DIANA CÉCILE HULTON

The Work

Extracts from Exhibition Reviews

Parables of Light, 1.04.03
by Marilyn Martin
Director of Art Collections, Iziko Museums of Cape Town

‘The etymology of the word ‘parable’ – comparison, a placing side by side, a similitude, an allegory, a proverb, a talk, a dark and enigmatic saying – allows me to begin the discourse on Diana Hulton's work. … The viewer finds movement and repose, exploration and consistency, spontaneity and calculation, feeling and logic in the paintings. Light, colour and atmospheric conditions are fugitive, but the landscape – particularly a mountain – is permanent.

… Her approach is highly structured and cerebral, but her response to nature, at the physical and metaphysical levels, is emotional. As a result, order is infused with contemplation and mood and the paintings resonate with natural forces.

*Listing:*
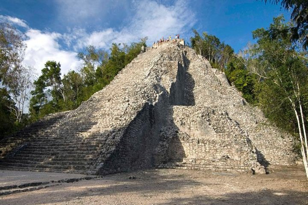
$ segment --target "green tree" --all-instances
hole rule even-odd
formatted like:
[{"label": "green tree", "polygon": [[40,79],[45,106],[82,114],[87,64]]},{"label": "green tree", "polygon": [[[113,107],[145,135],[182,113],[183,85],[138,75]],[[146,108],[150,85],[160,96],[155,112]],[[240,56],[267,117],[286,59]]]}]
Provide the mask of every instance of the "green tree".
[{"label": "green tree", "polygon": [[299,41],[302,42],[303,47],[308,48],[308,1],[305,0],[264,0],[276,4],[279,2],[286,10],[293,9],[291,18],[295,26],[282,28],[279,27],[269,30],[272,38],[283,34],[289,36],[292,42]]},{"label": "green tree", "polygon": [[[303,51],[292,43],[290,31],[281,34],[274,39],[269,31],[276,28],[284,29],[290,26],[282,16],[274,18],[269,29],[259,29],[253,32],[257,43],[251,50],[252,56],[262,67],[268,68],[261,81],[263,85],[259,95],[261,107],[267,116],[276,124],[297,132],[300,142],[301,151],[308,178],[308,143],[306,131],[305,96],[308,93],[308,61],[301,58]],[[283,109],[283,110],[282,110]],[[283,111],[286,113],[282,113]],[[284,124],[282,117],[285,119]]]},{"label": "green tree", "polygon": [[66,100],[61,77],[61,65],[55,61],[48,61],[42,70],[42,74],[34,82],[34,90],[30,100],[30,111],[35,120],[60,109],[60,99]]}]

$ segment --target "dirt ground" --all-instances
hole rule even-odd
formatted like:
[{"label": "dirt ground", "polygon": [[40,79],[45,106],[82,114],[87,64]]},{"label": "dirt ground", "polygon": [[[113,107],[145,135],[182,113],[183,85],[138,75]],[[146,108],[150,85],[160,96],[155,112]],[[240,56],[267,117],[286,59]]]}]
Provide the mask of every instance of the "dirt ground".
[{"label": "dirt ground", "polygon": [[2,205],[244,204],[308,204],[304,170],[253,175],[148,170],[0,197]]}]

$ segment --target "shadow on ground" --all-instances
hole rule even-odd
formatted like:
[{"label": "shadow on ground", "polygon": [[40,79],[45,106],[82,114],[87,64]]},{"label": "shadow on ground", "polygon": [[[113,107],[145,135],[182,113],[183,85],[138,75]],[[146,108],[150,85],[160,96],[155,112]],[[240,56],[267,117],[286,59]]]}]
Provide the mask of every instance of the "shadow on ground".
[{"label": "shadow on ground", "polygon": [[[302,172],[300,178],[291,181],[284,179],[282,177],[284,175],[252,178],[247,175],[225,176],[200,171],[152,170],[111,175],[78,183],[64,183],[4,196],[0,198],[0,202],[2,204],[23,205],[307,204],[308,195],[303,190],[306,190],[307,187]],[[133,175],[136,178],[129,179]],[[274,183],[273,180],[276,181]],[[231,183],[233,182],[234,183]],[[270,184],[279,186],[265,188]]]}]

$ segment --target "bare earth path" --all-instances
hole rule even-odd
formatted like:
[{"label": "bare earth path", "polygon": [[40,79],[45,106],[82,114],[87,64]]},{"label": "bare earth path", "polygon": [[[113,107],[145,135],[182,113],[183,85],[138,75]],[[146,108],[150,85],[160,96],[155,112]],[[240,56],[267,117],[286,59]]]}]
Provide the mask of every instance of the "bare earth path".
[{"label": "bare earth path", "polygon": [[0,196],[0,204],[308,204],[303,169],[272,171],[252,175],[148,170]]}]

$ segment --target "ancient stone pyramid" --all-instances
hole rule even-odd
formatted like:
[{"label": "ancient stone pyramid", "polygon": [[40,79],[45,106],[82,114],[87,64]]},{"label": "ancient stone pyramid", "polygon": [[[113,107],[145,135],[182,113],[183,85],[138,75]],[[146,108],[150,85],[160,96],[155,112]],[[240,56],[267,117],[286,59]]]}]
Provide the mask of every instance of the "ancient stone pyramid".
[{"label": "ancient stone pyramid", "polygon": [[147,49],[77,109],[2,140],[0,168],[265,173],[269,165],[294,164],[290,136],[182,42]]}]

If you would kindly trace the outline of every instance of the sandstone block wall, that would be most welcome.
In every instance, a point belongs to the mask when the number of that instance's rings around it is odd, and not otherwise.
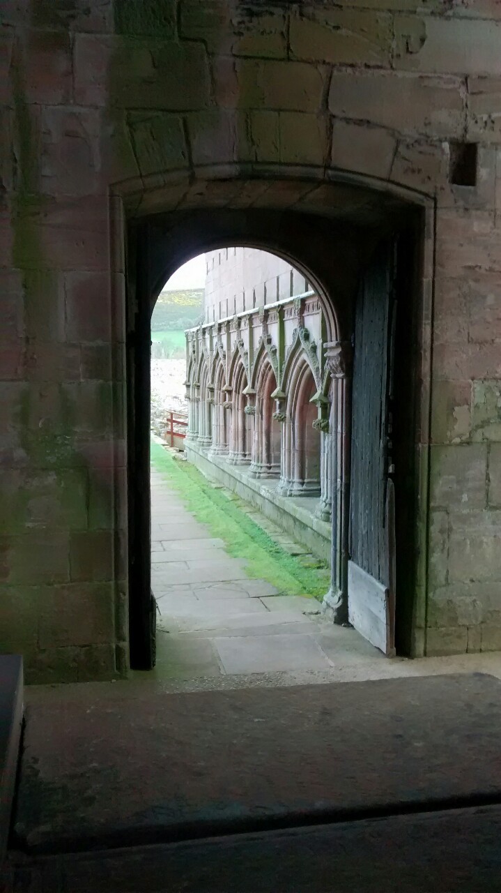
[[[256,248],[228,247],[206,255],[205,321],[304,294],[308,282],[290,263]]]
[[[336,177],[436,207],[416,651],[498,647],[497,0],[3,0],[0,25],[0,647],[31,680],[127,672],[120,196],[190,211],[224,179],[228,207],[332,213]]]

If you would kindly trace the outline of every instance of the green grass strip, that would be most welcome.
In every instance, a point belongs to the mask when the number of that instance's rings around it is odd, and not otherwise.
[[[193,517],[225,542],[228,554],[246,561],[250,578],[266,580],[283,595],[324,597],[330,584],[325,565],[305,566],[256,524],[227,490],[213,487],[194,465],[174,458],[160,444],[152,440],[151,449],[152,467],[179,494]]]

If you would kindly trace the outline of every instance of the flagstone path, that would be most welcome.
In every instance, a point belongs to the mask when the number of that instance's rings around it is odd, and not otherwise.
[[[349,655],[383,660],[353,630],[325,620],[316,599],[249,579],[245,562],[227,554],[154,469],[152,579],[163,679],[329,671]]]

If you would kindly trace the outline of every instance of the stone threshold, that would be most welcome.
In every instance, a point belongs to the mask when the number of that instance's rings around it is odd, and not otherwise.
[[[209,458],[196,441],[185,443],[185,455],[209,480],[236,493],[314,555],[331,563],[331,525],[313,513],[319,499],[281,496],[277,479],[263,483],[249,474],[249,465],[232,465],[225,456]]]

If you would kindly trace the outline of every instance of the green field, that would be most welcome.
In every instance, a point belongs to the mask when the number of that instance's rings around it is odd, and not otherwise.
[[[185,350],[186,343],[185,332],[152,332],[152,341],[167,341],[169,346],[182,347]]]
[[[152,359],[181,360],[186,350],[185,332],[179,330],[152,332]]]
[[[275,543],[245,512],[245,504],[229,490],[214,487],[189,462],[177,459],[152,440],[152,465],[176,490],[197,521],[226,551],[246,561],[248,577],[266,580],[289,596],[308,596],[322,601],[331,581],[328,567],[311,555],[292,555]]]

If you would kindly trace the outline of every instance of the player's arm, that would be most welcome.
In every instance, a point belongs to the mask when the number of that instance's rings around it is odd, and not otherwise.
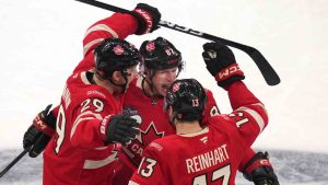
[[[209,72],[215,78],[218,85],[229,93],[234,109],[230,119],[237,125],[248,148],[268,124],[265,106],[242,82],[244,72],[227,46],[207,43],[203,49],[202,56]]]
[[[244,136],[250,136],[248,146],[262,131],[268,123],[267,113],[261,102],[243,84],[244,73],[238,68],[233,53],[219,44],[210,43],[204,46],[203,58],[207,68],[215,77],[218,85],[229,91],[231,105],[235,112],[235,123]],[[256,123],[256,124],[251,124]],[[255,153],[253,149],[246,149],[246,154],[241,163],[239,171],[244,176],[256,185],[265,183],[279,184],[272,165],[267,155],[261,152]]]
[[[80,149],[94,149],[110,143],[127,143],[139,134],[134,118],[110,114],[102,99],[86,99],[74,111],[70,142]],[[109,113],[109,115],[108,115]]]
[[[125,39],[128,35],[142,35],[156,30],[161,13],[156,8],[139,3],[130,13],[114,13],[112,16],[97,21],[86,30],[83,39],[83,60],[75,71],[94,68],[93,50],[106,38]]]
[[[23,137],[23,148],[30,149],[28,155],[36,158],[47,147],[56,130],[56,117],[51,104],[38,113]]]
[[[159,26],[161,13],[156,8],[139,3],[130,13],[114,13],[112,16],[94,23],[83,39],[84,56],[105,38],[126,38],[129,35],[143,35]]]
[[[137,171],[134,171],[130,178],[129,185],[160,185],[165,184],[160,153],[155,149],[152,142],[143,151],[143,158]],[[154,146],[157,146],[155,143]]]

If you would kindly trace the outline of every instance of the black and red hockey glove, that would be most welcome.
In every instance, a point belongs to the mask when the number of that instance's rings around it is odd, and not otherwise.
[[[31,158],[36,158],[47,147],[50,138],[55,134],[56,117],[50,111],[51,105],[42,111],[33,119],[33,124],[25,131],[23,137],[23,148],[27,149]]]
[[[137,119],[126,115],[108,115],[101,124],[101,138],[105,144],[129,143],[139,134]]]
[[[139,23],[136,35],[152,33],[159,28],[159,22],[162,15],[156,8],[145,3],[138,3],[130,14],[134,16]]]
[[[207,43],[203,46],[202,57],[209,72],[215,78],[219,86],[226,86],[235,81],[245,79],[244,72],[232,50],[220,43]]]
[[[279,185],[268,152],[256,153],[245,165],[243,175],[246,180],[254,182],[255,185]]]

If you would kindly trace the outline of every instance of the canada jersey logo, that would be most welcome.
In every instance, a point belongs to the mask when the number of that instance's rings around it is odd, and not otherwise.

*Required tasks:*
A - List every meaning of the word "parable" that the Diana Hulton review gives in its account of the word's etymology.
B - Answer these questions from the Diana Hulton review, one answer per line:
(i) Who wrote the review titled "Parables of Light"?
(ii) Which part of the landscape does the review single out as permanent?
(iii) How does the review describe the artist's response to nature?
C - Resume the Diana Hulton review, picking up after its final sentence.

*Answers by task:*
A -
comparison
a placing side by side
a similitude
an allegory
a proverb
a talk
a dark and enigmatic saying

B -
(i) Marilyn Martin, Director of Art Collections, Iziko Museums of Cape Town
(ii) A mountain
(iii) As emotional, at the physical and metaphysical levels

C -
Hulton presents three types of landscape in this exhibition: symbolic, place-based and abstract. They have one thing in common – they are born of extended meditation on nature. … The unflinching focus, study and absorption of the scene culminate in works that are at times frontal, direct and very real, at times symbolic and at times abstract. Because the series do not follow sequentially, but comprise simultaneous explorations of individual landscapes, the three types of landscape are inextricably linked. All are informed by Hulton's inner compulsion to come to terms with the experience of a landscape at a particular moment, with the spirit of the place and with the numinous potential of her art ….

Hulton is a master watercolourist and the quality of light that is possible with the medium can be seen particularly in the Helderberg series, a vast landscape in the Western Cape, the province of her birth in South Africa. As the weather turns around in Thomas's Poem, so she moves between openness, horizontality and repose (Helderberg III and Helderberg IV) and the overpowering, almost threatening, symbolic force of the landscape and the personal experience (Helderberg VIII). It is interesting that the latter work emanates the same strong sense of permanence and connectedness that is found in Llandegley Rocks 1, Hulton's current home in Wales and the most recent Welsh painting, Black Mountains XIX (2003). She achieves this through smaller brushstrokes and densely layered paint that capture the colours, tones of the landscape and the light that moves across it.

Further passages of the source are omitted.